EXTRAIT DU DOCUMENT:
::::

Si vous connaissez un tant soit peu la culture québécoise, il est fort à parier que le nom de Lucien Francoeur sonne au moins une cloche dans votre tête. Le rockeur poète est un incontournable du paysage musical et littéraire du Québec depuis près de 50 ans. Et même s’il a connu ses plus grandes années de gloire entre les années 70 et 90, l’animateur de Radio-Canada Philippe Laguë prend encore aujourd’hui un malin plaisir à le caricaturer lors de son émission À la semaine prochaine. Bien sûr, Le rap à Billyest sûrement la pièce dont le plus grand nombre se souvient. Parfois comparé au Keith Richards du Québec, l’œuvre de Francoeur compte plus d’une dizaine de CD soit avec son groupe Aut’Chose ou en solo, en plus de dizaines de livres de poésie chez divers éditeurs. À l’âge vénérable de 73 ans, Lucien Francoeur a accordé une entrevue à L’Itinéraire, qui brosse un portrait des grands moments de son œuvre et de sa vie en plus d’avoir recueilli quelques anecdotes et confidences.
La caverne d’Ali Baba
Entrer dans la maison de Lucien Francoeur, c’est comme pénétrer dans la caverne d’Ali Baba, voire franchir une autre dimension. Sa grosse demeure d’Outremont contient plus de livres que la majorité des librairies et probablement de petites bibliothèques de quartier. Partout où le regard se pose, on n’y voit que des piles et des montagnes de livres, d’ouvrages, de journaux, de revues, de comics ou de BD. À travers ce capharnaüm innommable digne d’un décor de film, il ne reste que de petits sentiers peu dégagés permettant d’aller d’une pièce à l’autre. En fait, l’endroit est à l’image de l’homme: unique, excentrique, original, inimitable, fascinant et inclassable. On ne fera jamais le ménage ni chez Lucien Francoeur, ni chez l’homme lui-même.

::::

ENTRÉES DE DONNÉES:

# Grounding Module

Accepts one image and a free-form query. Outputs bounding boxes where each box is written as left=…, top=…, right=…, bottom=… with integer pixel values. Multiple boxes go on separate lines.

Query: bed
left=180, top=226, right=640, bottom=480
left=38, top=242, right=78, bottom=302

::::

À FAIRE:
- a) Pouvez-vous recopier le listing en remplaçant « bed » par « sofa », sans rien modifier d'autre ?
- b) Pouvez-vous poursuivre le texte sur Lucien Francoeur à partir de sa dernière phrase ?
Le texte et le listing proviennent de sources différentes.

RÉSULTATS:
- a)
# Grounding Module

Accepts one image and a free-form query. Outputs bounding boxes where each box is written as left=…, top=…, right=…, bottom=… with integer pixel values. Multiple boxes go on separate lines.

Query: sofa
left=180, top=226, right=640, bottom=480
left=38, top=242, right=78, bottom=302

- b)
C’est toutefois dans un petit bar de la rue Bernard que nous nous sommes donnés rendez-vous pour une entrevue dont il était question depuis longtemps. En à peine deux heures, on est revenus sur presque 50 ans de musique, de poésie, de littérature, de voyages, de radio, d’enseignement, de tous les grands et les grandes qu’il a connus et aimés, des inévitables 400 coups et des concerts qu’il donnait encore jusqu’en mars 2020. L’espace ici ne permettra qu’un rapide survol, car c’est d’une biographie en bonne et due forme que l’homme devenu légende se mériterait si on voulait à peu près le cerner convenablement.
Du poète conventionnel au « freak de Montréal »
Né en 1948, Lucien Francoeur quitte le nid familial à 14 ans. Or, en 1962, on n’abandonne pas « papa-maman » sans conséquence. Après quelques nuits à l’Armée du Salut, il quitte le Québec pour atterrir quelques mois plus tard à New York, fréquentant déjà quelques beatniks, poètes, marginaux et d’autres qui donneront finalement naissance au mouvement hippie. Il passera aussi du temps à la Nouvelle-Orléans et en Californie pour finalement atterrir en Colombie-Britannique. Il sera de retour à Montréal en 1970 pour assister à la célèbre Nuit de la poésie du 27 mars. Pour lui comme pour d’autres, cette nuit magique et mystique sera une véritable révélation.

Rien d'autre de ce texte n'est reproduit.